-- Begin Materials provided --

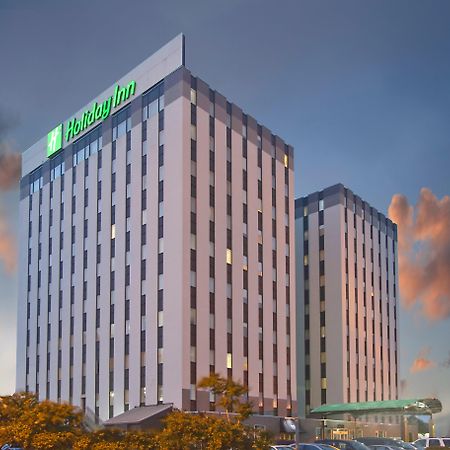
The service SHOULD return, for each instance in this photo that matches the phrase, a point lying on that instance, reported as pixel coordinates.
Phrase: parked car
(343, 444)
(307, 446)
(432, 442)
(405, 445)
(383, 447)
(279, 447)
(389, 442)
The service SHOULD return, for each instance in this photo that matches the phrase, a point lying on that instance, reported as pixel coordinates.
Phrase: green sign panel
(54, 141)
(97, 112)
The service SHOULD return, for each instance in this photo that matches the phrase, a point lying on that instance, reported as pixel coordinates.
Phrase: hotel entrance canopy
(424, 406)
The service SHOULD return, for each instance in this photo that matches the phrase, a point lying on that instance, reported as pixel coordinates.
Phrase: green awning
(413, 406)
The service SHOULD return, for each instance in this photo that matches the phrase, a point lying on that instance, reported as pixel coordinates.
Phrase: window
(121, 122)
(88, 145)
(153, 101)
(56, 166)
(36, 180)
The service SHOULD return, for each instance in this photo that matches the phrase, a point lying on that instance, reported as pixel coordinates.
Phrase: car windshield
(358, 445)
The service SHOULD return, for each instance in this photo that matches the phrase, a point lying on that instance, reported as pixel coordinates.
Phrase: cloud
(8, 248)
(10, 158)
(422, 362)
(424, 252)
(446, 362)
(10, 167)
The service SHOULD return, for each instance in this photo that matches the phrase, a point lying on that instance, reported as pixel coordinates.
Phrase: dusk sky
(361, 89)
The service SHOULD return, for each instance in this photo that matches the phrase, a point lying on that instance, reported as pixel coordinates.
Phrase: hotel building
(347, 300)
(157, 246)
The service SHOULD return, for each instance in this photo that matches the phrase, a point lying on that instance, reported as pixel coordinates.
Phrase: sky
(359, 88)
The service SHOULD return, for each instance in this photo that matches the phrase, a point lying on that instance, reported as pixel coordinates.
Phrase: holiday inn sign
(98, 111)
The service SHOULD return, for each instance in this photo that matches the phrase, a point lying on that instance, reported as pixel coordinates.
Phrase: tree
(229, 394)
(189, 431)
(113, 439)
(33, 424)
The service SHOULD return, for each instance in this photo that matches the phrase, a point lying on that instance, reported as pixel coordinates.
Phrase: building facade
(157, 246)
(347, 300)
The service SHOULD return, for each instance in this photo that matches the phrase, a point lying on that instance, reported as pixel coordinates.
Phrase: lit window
(229, 256)
(193, 96)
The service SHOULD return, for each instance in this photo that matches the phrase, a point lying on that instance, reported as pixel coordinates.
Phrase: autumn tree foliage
(33, 424)
(230, 395)
(183, 431)
(26, 422)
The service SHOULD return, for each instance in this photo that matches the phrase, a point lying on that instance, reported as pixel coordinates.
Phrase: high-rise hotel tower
(157, 246)
(347, 300)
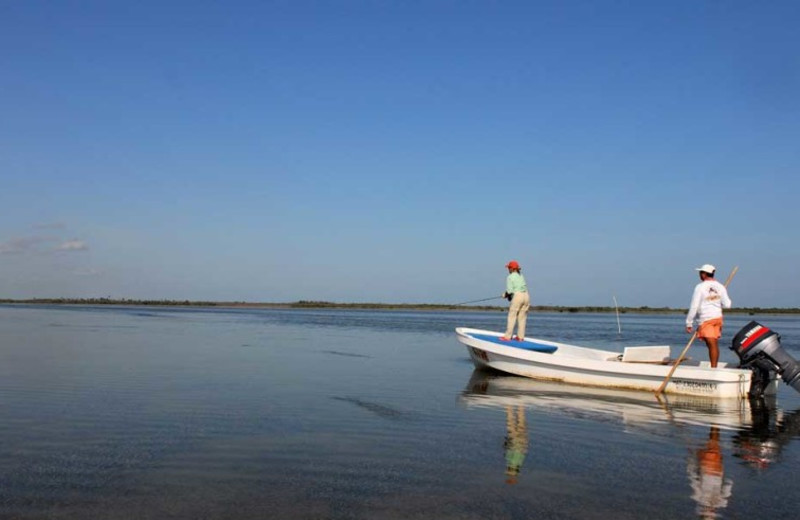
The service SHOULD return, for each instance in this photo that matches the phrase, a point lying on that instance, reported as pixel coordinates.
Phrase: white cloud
(72, 245)
(50, 225)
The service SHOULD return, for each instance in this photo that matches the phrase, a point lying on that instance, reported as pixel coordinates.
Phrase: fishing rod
(483, 300)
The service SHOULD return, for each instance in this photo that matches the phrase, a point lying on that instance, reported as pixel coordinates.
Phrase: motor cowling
(759, 348)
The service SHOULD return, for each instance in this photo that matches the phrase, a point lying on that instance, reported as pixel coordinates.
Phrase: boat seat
(658, 354)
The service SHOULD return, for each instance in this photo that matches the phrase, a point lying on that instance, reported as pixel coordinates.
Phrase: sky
(399, 152)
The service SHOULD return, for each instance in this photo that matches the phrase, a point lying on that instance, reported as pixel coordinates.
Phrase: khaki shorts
(711, 329)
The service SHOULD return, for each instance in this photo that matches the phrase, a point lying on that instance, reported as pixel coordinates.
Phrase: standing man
(517, 294)
(708, 300)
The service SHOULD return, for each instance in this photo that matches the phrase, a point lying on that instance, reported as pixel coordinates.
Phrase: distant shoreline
(304, 304)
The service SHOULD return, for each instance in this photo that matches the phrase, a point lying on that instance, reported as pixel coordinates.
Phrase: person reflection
(516, 442)
(711, 490)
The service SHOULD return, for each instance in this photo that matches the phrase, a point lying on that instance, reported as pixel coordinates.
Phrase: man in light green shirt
(517, 293)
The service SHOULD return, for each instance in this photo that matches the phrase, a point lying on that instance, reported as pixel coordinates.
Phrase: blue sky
(382, 151)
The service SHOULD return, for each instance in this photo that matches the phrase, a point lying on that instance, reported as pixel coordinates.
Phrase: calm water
(145, 413)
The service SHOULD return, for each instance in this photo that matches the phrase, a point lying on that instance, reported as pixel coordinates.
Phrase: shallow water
(116, 412)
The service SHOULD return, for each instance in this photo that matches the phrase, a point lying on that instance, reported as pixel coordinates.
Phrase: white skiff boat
(637, 368)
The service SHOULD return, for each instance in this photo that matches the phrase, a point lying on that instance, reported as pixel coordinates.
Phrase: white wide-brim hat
(706, 268)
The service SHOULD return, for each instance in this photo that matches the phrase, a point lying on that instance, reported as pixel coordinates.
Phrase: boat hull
(601, 368)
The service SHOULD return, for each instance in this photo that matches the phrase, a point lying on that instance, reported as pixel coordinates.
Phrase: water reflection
(516, 442)
(761, 445)
(710, 488)
(758, 430)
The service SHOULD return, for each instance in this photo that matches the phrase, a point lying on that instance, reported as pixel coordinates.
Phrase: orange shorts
(711, 329)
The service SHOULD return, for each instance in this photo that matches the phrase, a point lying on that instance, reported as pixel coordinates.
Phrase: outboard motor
(759, 349)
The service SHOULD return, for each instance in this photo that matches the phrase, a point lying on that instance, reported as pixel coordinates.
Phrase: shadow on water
(380, 410)
(761, 430)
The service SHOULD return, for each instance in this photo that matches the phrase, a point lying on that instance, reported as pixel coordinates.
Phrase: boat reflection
(635, 410)
(757, 430)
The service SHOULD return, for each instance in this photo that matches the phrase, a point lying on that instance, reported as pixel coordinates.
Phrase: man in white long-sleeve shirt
(708, 300)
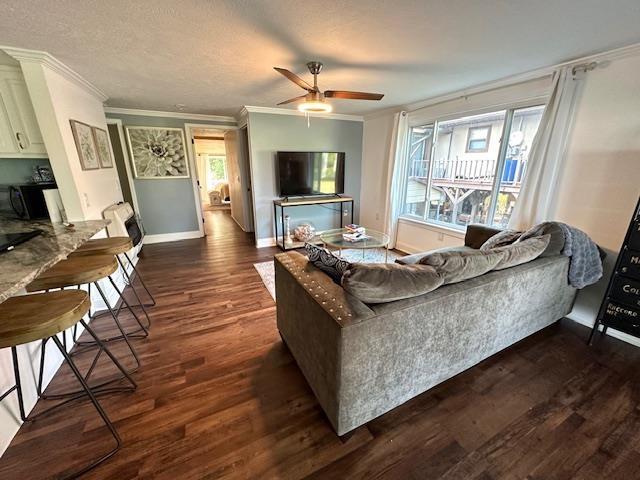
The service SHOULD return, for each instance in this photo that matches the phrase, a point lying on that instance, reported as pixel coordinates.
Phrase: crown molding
(286, 111)
(51, 62)
(606, 56)
(160, 113)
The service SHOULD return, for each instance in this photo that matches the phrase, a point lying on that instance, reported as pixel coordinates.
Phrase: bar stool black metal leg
(16, 373)
(135, 293)
(98, 408)
(139, 277)
(124, 300)
(123, 335)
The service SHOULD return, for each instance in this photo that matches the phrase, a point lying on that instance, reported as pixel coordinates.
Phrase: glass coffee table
(333, 238)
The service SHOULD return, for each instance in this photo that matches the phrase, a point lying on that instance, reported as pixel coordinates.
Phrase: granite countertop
(21, 265)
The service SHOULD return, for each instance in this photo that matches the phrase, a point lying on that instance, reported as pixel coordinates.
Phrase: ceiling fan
(314, 99)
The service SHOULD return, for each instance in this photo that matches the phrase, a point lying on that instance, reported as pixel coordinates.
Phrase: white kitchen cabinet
(19, 132)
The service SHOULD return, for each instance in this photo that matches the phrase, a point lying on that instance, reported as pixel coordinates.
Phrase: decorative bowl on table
(304, 232)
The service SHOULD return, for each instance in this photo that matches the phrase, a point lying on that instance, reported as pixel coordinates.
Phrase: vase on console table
(304, 232)
(287, 238)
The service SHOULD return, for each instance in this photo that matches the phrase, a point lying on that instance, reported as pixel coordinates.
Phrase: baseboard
(171, 237)
(238, 223)
(265, 242)
(408, 249)
(588, 322)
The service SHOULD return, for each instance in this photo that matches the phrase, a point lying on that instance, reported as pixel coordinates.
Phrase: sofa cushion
(387, 282)
(416, 257)
(477, 234)
(556, 241)
(459, 266)
(505, 237)
(521, 251)
(326, 261)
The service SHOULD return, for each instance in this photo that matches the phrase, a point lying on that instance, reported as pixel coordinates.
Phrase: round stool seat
(28, 318)
(75, 271)
(105, 246)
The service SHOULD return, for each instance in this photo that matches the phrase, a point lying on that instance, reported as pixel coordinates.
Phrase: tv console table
(291, 202)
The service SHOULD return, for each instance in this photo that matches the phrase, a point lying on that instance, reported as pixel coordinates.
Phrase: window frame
(500, 162)
(487, 139)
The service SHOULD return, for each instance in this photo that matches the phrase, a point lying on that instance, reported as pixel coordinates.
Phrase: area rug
(373, 255)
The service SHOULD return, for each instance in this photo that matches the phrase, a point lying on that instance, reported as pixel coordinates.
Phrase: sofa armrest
(340, 305)
(478, 234)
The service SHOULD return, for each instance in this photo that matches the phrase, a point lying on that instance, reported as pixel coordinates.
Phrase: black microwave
(27, 200)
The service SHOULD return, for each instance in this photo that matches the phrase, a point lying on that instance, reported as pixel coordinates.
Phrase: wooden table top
(21, 265)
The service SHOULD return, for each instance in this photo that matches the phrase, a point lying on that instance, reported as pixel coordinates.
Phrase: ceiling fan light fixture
(314, 106)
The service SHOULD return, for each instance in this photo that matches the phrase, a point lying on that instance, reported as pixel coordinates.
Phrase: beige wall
(598, 187)
(56, 100)
(601, 180)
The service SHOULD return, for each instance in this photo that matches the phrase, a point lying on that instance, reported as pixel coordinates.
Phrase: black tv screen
(310, 173)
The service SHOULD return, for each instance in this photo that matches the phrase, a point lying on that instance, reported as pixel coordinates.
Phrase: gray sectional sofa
(363, 360)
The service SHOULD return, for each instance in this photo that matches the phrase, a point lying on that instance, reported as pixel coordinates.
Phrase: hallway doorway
(222, 176)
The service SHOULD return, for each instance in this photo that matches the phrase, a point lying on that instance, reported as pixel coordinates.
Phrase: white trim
(238, 223)
(19, 155)
(171, 237)
(193, 155)
(159, 113)
(127, 162)
(243, 118)
(610, 331)
(508, 81)
(287, 111)
(265, 242)
(44, 58)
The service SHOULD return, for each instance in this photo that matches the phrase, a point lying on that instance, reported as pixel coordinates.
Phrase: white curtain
(396, 175)
(538, 195)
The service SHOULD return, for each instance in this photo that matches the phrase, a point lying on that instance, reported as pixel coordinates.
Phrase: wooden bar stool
(117, 246)
(78, 271)
(30, 318)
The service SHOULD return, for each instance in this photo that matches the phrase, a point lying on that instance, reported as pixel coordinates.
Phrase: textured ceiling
(215, 56)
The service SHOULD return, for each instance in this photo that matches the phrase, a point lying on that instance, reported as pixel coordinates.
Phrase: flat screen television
(310, 173)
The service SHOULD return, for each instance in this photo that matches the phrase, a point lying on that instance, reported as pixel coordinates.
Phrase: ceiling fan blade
(352, 95)
(295, 99)
(294, 78)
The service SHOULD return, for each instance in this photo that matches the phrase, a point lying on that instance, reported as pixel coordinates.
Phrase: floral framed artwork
(85, 144)
(101, 138)
(157, 152)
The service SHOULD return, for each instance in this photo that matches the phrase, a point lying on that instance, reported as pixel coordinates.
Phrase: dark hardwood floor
(220, 397)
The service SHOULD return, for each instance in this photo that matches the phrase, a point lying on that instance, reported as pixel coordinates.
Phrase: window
(458, 173)
(216, 169)
(478, 139)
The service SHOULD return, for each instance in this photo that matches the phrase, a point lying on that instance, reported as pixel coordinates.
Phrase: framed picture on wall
(85, 144)
(157, 152)
(101, 138)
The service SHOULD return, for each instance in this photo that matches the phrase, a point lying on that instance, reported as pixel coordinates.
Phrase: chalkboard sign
(620, 307)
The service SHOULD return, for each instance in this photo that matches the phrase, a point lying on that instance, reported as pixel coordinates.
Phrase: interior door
(234, 177)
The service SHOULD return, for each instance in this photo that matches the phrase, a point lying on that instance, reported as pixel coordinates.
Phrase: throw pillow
(522, 251)
(326, 261)
(459, 266)
(506, 237)
(387, 282)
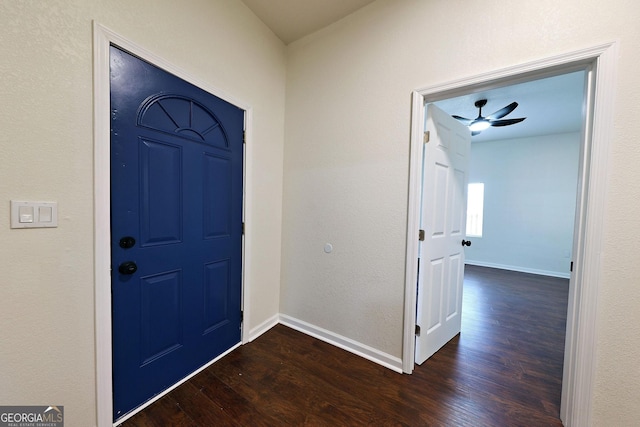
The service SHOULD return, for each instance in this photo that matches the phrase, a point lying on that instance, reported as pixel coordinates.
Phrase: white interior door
(443, 219)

-- End Materials provided --

List every line of the records that contains the word "water".

Phrase: calm water
Phrase: shallow water
Phrase: water reflection
Phrase: shadow on water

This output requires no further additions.